▶ [Goal]: Report every line in the material below that contains the word "wrangler", copying each line in full.

***** Source material *****

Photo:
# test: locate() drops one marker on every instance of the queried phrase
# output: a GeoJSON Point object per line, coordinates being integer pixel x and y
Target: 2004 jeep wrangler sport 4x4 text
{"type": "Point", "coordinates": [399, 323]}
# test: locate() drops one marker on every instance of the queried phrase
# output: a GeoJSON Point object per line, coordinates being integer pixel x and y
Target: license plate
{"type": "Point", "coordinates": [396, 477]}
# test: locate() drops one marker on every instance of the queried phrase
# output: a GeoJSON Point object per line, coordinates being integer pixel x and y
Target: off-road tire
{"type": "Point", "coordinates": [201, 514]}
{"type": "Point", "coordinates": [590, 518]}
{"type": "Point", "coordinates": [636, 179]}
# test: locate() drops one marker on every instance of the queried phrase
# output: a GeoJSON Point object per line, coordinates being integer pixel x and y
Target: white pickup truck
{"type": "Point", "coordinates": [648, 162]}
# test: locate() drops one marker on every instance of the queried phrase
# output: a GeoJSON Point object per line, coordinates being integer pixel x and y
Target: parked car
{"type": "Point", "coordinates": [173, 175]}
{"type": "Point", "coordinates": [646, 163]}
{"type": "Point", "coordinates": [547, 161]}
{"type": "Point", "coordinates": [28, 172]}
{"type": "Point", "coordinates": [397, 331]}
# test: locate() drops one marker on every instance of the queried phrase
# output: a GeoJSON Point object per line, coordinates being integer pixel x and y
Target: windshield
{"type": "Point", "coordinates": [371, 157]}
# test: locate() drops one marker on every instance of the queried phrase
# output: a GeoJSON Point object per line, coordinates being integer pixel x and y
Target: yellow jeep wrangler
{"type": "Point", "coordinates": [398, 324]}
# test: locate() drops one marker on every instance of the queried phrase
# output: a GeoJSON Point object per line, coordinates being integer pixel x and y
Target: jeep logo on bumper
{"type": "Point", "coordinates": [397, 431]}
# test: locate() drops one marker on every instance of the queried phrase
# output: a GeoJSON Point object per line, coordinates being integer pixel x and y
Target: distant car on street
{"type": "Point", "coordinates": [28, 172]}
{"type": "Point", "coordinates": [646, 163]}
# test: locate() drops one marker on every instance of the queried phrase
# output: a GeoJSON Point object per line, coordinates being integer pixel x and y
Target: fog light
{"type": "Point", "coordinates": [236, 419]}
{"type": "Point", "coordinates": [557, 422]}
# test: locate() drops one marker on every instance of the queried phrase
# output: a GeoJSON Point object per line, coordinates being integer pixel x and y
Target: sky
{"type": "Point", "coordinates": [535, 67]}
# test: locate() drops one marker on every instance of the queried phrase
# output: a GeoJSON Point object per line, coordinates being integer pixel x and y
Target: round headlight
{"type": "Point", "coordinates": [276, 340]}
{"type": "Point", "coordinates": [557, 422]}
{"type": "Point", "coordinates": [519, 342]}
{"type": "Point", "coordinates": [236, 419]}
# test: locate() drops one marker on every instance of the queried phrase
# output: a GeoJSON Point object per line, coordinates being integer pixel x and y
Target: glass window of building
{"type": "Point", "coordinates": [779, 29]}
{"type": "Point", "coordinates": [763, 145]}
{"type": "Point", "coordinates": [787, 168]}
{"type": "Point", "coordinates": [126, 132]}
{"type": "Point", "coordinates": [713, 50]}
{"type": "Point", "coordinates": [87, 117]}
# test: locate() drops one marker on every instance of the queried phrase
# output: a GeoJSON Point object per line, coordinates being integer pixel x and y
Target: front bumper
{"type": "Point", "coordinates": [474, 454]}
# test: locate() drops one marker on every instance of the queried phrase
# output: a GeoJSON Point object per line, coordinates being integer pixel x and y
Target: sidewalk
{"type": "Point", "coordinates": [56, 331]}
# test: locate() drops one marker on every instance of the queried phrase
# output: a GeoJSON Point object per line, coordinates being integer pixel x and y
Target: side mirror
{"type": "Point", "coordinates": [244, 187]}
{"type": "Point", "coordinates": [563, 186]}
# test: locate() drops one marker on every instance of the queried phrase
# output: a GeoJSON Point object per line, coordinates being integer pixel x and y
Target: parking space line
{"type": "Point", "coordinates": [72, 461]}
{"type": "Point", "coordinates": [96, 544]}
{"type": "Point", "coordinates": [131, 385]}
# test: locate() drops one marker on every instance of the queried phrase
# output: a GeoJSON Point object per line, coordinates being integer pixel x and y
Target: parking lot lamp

*****

▶ [Response]:
Target: 2004 jeep wrangler sport 4x4 text
Target: yellow jeep wrangler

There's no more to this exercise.